Written request:
Transcribe precisely those lines of the listing that fall between the line containing "[trace] water" and the last line, inclusive of both.

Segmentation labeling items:
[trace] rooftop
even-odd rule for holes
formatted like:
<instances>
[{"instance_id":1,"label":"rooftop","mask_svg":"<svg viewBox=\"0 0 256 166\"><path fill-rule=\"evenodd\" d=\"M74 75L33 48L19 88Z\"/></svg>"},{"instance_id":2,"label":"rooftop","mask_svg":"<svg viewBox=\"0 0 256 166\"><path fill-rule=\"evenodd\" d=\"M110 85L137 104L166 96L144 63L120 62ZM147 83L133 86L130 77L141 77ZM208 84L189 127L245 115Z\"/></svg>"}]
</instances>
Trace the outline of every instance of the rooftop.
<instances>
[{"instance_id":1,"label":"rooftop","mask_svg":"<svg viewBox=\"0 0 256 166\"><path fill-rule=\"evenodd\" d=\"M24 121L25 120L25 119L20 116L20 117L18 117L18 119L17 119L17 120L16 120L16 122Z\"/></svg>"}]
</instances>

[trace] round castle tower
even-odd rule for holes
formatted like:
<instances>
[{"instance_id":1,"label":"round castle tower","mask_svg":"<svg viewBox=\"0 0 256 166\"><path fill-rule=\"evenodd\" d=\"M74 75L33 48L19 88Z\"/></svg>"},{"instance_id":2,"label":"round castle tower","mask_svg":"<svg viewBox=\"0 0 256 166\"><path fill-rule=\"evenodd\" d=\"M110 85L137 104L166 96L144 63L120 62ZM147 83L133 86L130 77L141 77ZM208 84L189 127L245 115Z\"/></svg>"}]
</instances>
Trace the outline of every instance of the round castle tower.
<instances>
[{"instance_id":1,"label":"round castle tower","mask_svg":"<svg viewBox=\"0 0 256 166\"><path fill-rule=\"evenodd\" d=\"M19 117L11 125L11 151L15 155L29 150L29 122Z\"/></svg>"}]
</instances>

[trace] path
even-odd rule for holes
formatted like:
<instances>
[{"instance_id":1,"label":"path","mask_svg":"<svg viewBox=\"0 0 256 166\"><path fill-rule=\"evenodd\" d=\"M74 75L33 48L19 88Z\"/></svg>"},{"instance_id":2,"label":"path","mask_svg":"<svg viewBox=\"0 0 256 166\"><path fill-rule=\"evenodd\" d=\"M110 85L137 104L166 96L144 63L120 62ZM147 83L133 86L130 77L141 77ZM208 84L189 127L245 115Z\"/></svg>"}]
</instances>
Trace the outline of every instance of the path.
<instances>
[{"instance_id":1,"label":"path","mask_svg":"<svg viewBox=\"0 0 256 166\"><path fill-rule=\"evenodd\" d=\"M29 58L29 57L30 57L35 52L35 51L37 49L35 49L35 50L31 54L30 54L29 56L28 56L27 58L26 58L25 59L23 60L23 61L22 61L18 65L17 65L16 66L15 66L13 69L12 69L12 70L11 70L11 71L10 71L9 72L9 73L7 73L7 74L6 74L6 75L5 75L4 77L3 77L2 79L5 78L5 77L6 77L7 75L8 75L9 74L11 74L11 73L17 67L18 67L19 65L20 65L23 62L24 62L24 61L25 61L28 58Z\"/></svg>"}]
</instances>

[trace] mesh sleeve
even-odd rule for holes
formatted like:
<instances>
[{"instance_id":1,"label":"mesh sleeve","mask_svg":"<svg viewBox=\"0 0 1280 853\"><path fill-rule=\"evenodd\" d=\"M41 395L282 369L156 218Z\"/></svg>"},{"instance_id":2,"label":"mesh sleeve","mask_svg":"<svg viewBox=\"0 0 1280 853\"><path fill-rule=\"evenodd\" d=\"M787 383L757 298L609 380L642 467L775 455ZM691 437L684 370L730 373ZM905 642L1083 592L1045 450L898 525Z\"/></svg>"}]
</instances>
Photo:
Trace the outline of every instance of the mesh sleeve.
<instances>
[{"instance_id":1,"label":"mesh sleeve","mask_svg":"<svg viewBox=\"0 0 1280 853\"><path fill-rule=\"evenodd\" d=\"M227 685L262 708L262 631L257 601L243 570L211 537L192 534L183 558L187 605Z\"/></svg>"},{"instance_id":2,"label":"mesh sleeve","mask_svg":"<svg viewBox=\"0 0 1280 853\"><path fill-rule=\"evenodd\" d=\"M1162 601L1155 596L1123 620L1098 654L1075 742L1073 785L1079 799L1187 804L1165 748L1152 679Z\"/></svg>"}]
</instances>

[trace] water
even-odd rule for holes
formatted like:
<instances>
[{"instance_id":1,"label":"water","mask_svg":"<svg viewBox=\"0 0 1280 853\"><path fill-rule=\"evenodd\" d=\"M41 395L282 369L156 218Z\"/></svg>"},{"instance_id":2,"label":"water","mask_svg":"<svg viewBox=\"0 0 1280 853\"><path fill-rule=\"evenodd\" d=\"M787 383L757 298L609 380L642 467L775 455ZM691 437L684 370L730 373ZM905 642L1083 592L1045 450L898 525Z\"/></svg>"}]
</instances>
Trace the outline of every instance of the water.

Problem solution:
[trace] water
even-odd rule for holes
formatted like:
<instances>
[{"instance_id":1,"label":"water","mask_svg":"<svg viewBox=\"0 0 1280 853\"><path fill-rule=\"evenodd\" d=\"M41 395L282 369L156 218Z\"/></svg>"},{"instance_id":2,"label":"water","mask_svg":"<svg viewBox=\"0 0 1280 853\"><path fill-rule=\"evenodd\" d=\"M787 383L757 298L609 380L642 467L775 455ZM691 437L684 370L730 373ZM905 642L1083 592L1045 450L898 525Z\"/></svg>"}]
</instances>
Trace the outline of every instance of the water.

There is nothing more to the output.